→ TASK: Please copy out every item below, swapping "Practice step" for "Drill" and keeping all else unchanged. Leave the pictures out of your answer.

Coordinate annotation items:
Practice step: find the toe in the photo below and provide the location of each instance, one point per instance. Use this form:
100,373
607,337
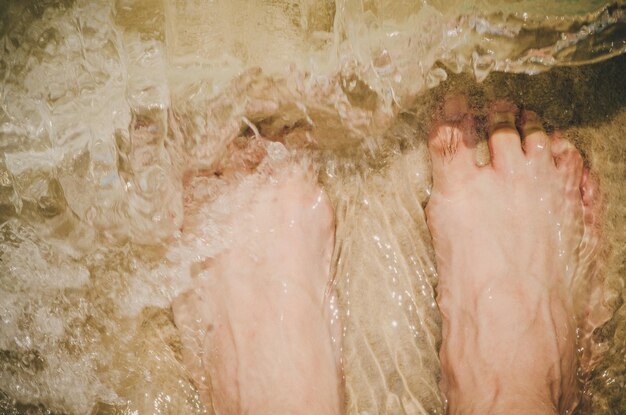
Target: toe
452,144
504,139
590,194
568,160
536,141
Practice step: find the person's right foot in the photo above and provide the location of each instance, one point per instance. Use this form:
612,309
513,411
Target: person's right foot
507,238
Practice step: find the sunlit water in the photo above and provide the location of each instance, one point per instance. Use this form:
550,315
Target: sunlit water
108,108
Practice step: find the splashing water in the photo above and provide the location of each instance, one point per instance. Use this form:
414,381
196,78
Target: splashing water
110,109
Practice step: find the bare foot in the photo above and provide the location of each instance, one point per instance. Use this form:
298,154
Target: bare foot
507,238
256,331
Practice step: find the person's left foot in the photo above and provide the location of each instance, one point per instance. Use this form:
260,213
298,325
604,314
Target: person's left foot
256,333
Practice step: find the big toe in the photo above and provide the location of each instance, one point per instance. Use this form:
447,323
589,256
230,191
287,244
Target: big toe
452,144
504,139
591,197
568,160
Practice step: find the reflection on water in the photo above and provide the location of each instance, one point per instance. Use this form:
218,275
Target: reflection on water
106,107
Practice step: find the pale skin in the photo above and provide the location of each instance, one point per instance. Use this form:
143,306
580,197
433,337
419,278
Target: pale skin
507,237
257,335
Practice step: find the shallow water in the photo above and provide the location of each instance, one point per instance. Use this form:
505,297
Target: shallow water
108,108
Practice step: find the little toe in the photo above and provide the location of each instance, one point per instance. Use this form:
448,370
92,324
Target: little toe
536,141
504,139
568,160
452,143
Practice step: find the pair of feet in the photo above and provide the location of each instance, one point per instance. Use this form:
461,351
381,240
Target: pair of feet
257,330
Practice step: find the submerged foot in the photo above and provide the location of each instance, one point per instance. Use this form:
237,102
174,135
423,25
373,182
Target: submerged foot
255,328
510,238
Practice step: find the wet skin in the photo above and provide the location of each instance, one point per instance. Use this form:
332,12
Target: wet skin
256,331
510,239
507,238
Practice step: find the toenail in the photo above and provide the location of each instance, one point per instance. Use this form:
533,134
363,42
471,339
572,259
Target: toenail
501,120
531,124
454,108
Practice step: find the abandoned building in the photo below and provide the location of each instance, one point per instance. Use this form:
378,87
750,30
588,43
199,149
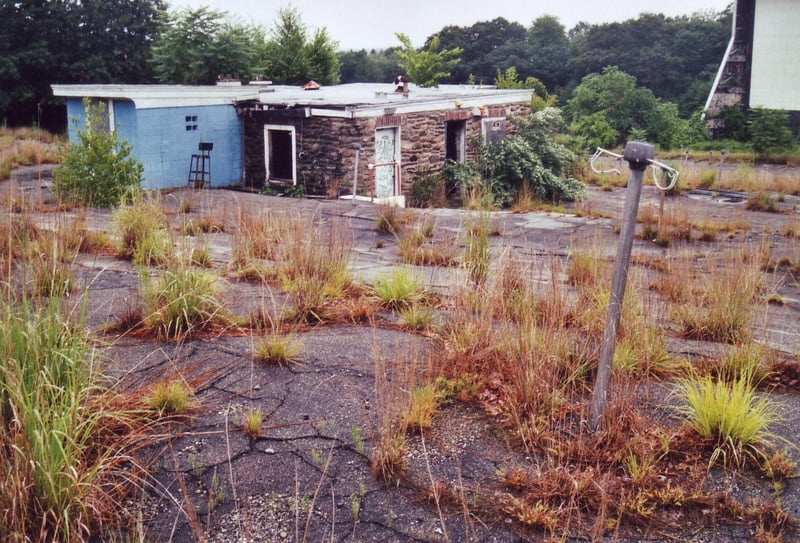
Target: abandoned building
761,67
377,137
165,125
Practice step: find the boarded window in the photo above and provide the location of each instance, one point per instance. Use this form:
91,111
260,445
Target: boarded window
494,129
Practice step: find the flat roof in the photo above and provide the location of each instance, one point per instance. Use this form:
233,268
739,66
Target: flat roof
348,100
369,99
160,96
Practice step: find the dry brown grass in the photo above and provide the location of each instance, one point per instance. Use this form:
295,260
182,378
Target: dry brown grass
25,147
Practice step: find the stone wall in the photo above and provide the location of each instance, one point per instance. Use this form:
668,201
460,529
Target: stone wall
326,146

→ CORRECT OUTPUT:
Drill: find the toe in the photo below and provide the location of each instance, one point per instance. Use this form:
100,373
607,337
Target: toe
452,144
504,139
590,194
568,160
536,141
Drill: find the person's right foot in the photo above and provide the location of each instance, one point per instance. Use this form:
612,309
513,411
Target: person's right foot
507,238
Drill: find the sunlit water in the photo above and provide the location of each instance, one point per instance. Use this form:
550,315
Target: sunlit water
108,108
Drill: find the splashing water in the photo above and provide the location of each instance, one point per instance. Use this form:
414,381
196,78
Target: splashing water
110,109
Drill: find the bare foot in the photo above and provide the location of each instance, one point per instance. Use this form:
298,154
Target: bare foot
507,238
256,331
Drill: find the person's left foot in the photo above and provide the location of each instance, one point per instance. Use this form:
260,213
298,325
604,314
Target: person's left foot
256,333
Drill: find the big toe in the photo above and provide the location of each instance, one point per instance. Use this form:
447,323
589,256
230,191
287,244
Target: big toe
452,144
504,139
591,197
568,160
Drill: find the reflection on water in the photo above and provide the location of each instance, one point per instance. Use this form:
218,275
Target: reflection on water
106,107
Drill: find the pale skin in the photo above and provide the location of each instance, one point per instance. Use this form:
143,306
580,197
433,337
419,278
Target: pale skin
507,237
257,335
Drill: find the shallow water in the photo above and provide the location of each instance, one point per instance. Use this form:
505,297
Target: shallow water
108,108
Drill: find the little toe in the photo above and provide the location of each instance, one point per instance. Use this form:
448,370
92,324
Target: little toe
536,141
504,139
568,160
452,143
Drill: find the pair of feet in the photo above and provide the location of each instance, one point per instance. Use this form:
461,351
381,240
Target: pair of feet
257,330
Drill: find the submerged foot in the photo above and provide the location of each instance, one point per instance. Use this form:
237,102
174,135
423,25
373,182
Target: submerged foot
255,328
510,238
Drill: find the wet skin in the photo above and provide the location of each instance, one point per instance. Use this form:
332,12
Target: wet skin
256,331
510,239
507,238
Drill: find the toenail in the photo above and provide the location of each instance, one point per instance. Use this form:
533,134
363,42
471,339
572,259
Target: toenail
501,120
531,124
454,108
Drill: find the abandoned building in the photo below and provide the location of each instance, one point per instance. Use this form:
378,87
750,30
588,43
199,149
Target: abandoned building
761,67
377,137
165,125
Drill: find the boarded window in the photo above and provide the location of each instance, one point per instance. Use this form:
91,111
260,445
Target: boarded window
494,129
Drill: find the flat roof in the photo above and provide the location of each instance, one point per instance. Use this form:
233,268
739,66
Target: flat roof
348,100
369,99
160,96
Drill: find the dry brown grass in the photo above and provide the location of each instance, one point per instance. Use this form:
295,260
182,378
Target: dry brown grass
25,147
Drill: find the stone wall in the photo above and provide the location of each instance, one point per instance. Use this form:
668,201
460,529
Target: stone wall
326,146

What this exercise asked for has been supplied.